■ GOAL OF THE EXERCISE
Reply with each record repeated exactly.

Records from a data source

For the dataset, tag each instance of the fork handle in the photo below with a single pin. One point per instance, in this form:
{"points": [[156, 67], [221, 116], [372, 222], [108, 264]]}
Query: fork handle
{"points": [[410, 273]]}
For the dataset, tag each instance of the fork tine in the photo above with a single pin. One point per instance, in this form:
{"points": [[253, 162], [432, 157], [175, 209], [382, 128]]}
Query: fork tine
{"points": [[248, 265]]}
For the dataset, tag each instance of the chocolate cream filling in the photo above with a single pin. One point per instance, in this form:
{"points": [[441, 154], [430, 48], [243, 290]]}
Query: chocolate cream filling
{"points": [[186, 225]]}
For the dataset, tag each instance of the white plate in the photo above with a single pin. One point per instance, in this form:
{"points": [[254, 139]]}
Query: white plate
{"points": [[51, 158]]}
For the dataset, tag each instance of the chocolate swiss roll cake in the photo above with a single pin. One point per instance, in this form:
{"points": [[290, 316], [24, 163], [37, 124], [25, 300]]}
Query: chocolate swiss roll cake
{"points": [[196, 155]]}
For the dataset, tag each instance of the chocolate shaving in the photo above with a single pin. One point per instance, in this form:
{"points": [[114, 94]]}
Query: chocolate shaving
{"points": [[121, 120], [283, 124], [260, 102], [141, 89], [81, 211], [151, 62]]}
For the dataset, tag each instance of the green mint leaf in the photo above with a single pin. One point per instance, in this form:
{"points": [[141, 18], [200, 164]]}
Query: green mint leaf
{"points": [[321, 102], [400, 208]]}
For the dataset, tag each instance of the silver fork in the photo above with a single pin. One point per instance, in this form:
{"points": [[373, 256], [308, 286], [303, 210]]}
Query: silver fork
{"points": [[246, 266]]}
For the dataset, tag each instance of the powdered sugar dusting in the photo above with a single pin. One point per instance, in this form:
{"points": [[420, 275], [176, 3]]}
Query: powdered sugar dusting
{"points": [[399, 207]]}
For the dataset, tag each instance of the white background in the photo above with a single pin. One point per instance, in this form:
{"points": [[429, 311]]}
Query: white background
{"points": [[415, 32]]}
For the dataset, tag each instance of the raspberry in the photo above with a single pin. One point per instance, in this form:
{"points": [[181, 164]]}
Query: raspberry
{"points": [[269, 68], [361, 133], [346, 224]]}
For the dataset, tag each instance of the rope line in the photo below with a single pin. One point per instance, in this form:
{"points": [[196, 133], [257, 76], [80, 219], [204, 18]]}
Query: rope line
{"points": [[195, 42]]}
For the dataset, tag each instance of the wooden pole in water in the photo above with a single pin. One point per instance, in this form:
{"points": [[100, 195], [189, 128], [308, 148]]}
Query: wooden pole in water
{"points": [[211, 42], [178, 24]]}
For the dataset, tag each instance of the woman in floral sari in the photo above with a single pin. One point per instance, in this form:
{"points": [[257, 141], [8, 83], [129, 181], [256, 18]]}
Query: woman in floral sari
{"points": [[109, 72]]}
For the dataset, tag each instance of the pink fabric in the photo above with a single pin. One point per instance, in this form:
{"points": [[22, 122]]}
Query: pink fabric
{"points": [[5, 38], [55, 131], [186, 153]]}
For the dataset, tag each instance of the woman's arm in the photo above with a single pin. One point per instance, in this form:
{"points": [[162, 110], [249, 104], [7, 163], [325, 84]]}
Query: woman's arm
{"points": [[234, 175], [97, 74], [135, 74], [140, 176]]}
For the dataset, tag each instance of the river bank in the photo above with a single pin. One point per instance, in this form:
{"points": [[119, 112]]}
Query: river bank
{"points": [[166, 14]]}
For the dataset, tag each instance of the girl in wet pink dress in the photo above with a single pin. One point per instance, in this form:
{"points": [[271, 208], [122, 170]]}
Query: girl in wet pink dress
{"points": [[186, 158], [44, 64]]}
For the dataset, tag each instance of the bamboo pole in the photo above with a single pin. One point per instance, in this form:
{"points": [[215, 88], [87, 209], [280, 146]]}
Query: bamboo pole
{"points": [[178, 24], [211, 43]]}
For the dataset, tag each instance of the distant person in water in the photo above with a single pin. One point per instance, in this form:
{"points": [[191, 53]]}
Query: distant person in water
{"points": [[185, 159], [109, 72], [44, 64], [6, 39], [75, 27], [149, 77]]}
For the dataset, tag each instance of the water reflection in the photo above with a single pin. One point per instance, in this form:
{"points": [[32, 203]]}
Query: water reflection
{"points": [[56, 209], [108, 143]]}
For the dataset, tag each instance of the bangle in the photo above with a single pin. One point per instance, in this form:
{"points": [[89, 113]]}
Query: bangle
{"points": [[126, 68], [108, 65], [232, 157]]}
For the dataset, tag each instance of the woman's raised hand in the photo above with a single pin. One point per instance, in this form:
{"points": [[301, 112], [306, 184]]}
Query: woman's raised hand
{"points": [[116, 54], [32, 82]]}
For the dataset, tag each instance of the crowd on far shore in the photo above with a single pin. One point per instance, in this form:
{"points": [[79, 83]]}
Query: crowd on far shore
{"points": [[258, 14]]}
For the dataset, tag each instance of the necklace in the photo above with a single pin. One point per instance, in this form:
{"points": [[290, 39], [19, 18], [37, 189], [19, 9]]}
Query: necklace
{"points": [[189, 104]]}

■ ANSWER TO THIS TASK
For the dataset, tag each instance of the fork handle in the photo below with a single pin. One point per instance, in this form:
{"points": [[156, 67], [221, 116], [372, 222], [108, 264]]}
Query: fork handle
{"points": [[410, 273]]}
For the dataset, tag each instance of the fork tine in the photo above with a single pin. One point per instance, in this form:
{"points": [[253, 162], [432, 157], [175, 209], [382, 128]]}
Query: fork tine
{"points": [[248, 265]]}
For the dataset, tag each instance of the chocolate cream filling in the photo above with a single pin. One point per instance, in this form:
{"points": [[441, 154], [430, 48], [243, 290]]}
Query: chocolate cream filling
{"points": [[186, 225]]}
For the dataset, tag each instance of the white plate in the photo above with a single pin. One point per instance, in this form:
{"points": [[254, 139]]}
Query: white plate
{"points": [[51, 158]]}
For the dataset, tag each instance of the chocolate swiss roll cake in the photo above with a single pin. One point per instance, in this form:
{"points": [[290, 316], [24, 163], [37, 124], [25, 300]]}
Query: chocolate swiss roll cake
{"points": [[196, 155]]}
For the dataset, tag each instance of the chocolate shaving in the photo above with a single pin. One point per instance, in this form:
{"points": [[114, 94]]}
Query: chocolate shaving
{"points": [[121, 120], [283, 124], [260, 102], [141, 89], [81, 211], [151, 62]]}
For the dataset, tag each instance of the green mint leaf in the photo above with a single pin. One point per instance, in this form:
{"points": [[141, 18], [200, 164]]}
Query: green mint leaf
{"points": [[321, 102], [400, 208]]}
For the dataset, tag each instance of the silver fork in the photo above with a single pin. One point per instance, in this form:
{"points": [[373, 256], [308, 286], [303, 210]]}
Query: silver fork
{"points": [[246, 266]]}
For the dataset, tag each instance of the powdered sugar dusting in the photo above with a single pin. One point per instance, in this form:
{"points": [[420, 275], [176, 3]]}
Query: powdered sugar dusting
{"points": [[399, 207]]}
For the dataset, tag each instance of the white background in the photo above with a single pin. One point per instance, in this form:
{"points": [[429, 311]]}
Query: white background
{"points": [[415, 32]]}
For the dataset, tag each instance of the raspberry in the photo above with a single pin. One point per instance, in this form:
{"points": [[181, 164]]}
Query: raspberry
{"points": [[269, 68], [361, 133], [346, 224]]}
For the dataset, tag each instance of the rope line in the photo below with a single pin. One point per instance, in this form:
{"points": [[196, 133], [257, 76], [80, 219], [204, 18]]}
Query: rope line
{"points": [[195, 42]]}
For the dataset, tag each instance of the wooden pole in water in the photo above with a single pin. One point per instance, in this form:
{"points": [[100, 195], [189, 128], [308, 148]]}
Query: wooden pole in water
{"points": [[211, 42], [178, 24]]}
For the dataset, tag each instance of the woman in floral sari in the photo above with a single pin. One point per instance, in this form:
{"points": [[257, 141], [8, 83], [129, 181], [256, 18]]}
Query: woman in floral sari
{"points": [[109, 72]]}
For the dataset, tag each instance of the pink fabric in the photo above with a single pin. One point per instance, in this form:
{"points": [[22, 122]]}
Query: pink fabric
{"points": [[5, 38], [55, 131], [186, 153]]}
For the dataset, tag each instance of the woman's arm in the photo above with a single pin. One point per instance, in this form:
{"points": [[162, 110], [249, 104], [7, 163], [325, 84]]}
Query: woman's arm
{"points": [[234, 175], [97, 74], [135, 74], [140, 176]]}
For the dataset, tag each instance of the river bank in the photo above with a single pin. One point per instance, in this form:
{"points": [[119, 112]]}
Query: river bank
{"points": [[166, 14]]}
For the dataset, tag each instance of the girl in wet pink dress in the photo above with a single pin. One point per instance, in this form:
{"points": [[271, 208], [122, 170]]}
Query: girl in wet pink dress
{"points": [[186, 158], [44, 64]]}
For the dataset, tag each instance of the bamboo pole in the photo above with a single pin. One point per instance, in this form:
{"points": [[215, 88], [87, 209], [280, 146]]}
Query: bamboo pole
{"points": [[178, 24], [211, 43]]}
For the dataset, tag each instance of the distant person in water in the photo above with a single pin. One point per instance, in this form:
{"points": [[191, 53]]}
Query: distant person in water
{"points": [[185, 159], [109, 72], [44, 64], [6, 39], [75, 27], [149, 77]]}
For the dataset, tag each instance of the water reflection in the photo above with a single pin. One point per instance, in this form:
{"points": [[32, 203]]}
Query: water reflection
{"points": [[56, 209], [108, 143]]}
For the dataset, tag each instance of the bangle in the photo above with a single pin. One point per instance, in this form:
{"points": [[89, 113]]}
Query: bangle
{"points": [[126, 68], [108, 65], [232, 157]]}
For the dataset, tag each instance of the woman's raised hand in the photo above with a single pin. One point per instance, in this form:
{"points": [[301, 112], [306, 184]]}
Query: woman's raised hand
{"points": [[116, 54], [32, 82]]}
For the dataset, tag each instance of the crowd on far shore in the photo above with a single pin. One point per instance, in this form:
{"points": [[79, 83]]}
Query: crowd on far shore
{"points": [[258, 14]]}
For the dataset, tag each instance of the necklace in the photo above with a single pin. One point per instance, in this form:
{"points": [[290, 39], [19, 18], [37, 189], [19, 9]]}
Query: necklace
{"points": [[189, 104]]}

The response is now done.